INSTRUCTIONS FOR THE TASK: Copy the terrapin book text word for word, starting at "Imagine finding turtle" and ending at "turtle habitat craft.".

EXCERPT:
Imagine finding turtle eggs in your sandbox! When a mother diamondback terrapin lays eggs in a young girl's sandbox, the girl becomes a “turtle-sitter” to help the babies safely hatch. She raises the teeny hatchlings until they become big enough to fend for themselves in the wild. Then, with the help of experts, she releases them. Along the way, she learns about these unique animals and that she has made an important contribution to their survival. The “For Creative Minds” educational section includes terrapin fun facts and a turtle habitat craft.

Editorial Reviews

Children's Literature - Judy Crowder
Maggie is lucky enough to live near the ocean. So near, in fact, that a mother diamondbacked terrapin lays eggs in Maggie's old sandbox. Once Maggie discovers the eggs, the adventure is on! With the help of the Internet, Maggie and her mother hook up with "The Turtle Lady," who tells her how to protect the eggs. Suddenly Maggie is a terrapin-sitter. She places a wire cage over the eggs to keep predators out, then, fifty-five days later, watches the hatchlings emerge. Now the real work begins. Determined to give these hatchlings a head start, she keeps the nine babies in aquariums over the winter, feeding them cut-up fish and turtle pellets and keeping them warm with heat lamps. Finally, the first day of summer, Maggie, her mother, the Turtle Lady, and wildlife experts all gather to release the tagged, healthy nine-month-old terrapins into the bay. Will the females come back years later to Maggie's sandbox? Only time will tell. This is a lovely book with charming illustrations. Pages (downloadable and photocopy permitted) labeled, "For Creative Minds" at the back of the book include turtle facts, a terrapin habitat craft, and information on the program and Web siteWeb site designed to protect Maryland's state reptile. Best of all, the author donates part of her royalties to the Terrapin Institute. This book is ideal for an elementary classroom project!

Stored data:
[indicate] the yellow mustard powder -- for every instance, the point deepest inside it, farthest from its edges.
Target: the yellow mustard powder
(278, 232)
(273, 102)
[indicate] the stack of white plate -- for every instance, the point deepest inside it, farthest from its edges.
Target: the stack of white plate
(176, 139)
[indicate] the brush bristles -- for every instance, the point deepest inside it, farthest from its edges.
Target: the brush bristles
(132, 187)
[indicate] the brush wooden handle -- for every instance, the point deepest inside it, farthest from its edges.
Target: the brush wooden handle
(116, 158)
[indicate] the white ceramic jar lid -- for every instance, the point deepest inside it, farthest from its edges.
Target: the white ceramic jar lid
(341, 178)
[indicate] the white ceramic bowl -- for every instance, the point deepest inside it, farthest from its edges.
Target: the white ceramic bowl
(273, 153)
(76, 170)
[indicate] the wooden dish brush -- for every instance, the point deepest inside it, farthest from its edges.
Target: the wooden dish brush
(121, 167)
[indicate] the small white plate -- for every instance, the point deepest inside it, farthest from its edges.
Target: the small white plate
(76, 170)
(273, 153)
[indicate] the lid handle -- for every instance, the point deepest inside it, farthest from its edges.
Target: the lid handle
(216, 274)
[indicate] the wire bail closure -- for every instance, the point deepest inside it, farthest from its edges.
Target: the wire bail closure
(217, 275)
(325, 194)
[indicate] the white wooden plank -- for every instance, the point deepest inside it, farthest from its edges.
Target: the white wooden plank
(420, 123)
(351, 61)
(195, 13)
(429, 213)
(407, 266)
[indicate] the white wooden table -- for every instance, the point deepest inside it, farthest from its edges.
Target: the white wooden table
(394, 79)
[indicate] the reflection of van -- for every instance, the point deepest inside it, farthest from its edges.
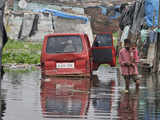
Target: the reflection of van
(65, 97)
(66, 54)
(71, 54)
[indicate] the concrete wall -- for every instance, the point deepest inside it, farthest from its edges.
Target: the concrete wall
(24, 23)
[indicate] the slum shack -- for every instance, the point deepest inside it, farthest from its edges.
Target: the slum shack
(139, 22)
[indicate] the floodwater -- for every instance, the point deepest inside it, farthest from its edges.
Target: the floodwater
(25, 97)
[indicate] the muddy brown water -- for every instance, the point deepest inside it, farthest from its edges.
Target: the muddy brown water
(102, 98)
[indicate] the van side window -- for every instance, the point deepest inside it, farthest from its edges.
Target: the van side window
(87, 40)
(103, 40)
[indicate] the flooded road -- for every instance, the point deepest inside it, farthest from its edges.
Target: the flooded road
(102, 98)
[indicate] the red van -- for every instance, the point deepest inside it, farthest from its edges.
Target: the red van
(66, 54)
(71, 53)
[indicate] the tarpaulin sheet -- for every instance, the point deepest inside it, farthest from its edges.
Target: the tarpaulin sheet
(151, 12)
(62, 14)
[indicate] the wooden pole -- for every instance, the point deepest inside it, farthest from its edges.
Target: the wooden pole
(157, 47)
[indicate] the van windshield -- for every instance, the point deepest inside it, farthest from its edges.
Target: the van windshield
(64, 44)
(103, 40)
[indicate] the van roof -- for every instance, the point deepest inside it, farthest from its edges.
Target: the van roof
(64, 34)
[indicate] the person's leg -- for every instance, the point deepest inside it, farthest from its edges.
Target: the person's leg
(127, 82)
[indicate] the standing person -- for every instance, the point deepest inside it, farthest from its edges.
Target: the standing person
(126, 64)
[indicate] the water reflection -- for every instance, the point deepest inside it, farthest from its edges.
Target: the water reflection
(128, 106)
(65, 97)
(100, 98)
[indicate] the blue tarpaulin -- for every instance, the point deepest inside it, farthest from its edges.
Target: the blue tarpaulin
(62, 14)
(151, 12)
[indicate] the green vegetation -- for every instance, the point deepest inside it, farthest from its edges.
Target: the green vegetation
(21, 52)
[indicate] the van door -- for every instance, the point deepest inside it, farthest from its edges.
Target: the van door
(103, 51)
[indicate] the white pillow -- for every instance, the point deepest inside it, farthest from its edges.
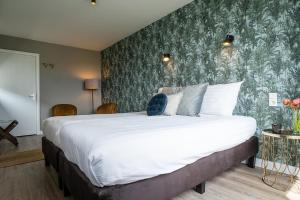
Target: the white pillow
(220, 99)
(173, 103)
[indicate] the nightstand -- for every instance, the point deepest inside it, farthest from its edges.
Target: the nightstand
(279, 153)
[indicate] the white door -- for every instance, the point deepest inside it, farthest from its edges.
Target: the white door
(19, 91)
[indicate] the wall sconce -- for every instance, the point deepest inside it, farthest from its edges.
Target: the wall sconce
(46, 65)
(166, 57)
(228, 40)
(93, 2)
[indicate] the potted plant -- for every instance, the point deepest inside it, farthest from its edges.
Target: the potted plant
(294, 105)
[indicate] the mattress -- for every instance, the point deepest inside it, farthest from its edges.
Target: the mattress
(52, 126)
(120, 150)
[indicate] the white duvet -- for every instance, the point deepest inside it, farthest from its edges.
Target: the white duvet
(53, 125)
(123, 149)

FULL RESPONSE:
Imagine finding turtle eggs in your sandbox! When a mother diamondback terrapin lays eggs in a young girl's sandbox, the girl becomes a “turtle-sitter” to help the babies safely hatch. She raises the teeny hatchlings until they become big enough to fend for themselves in the wild. Then, with the help of experts, she releases them. Along the way, she learns about these unique animals and that she has made an important contribution to their survival. The “For Creative Minds” educational section includes terrapin fun facts and a turtle habitat craft.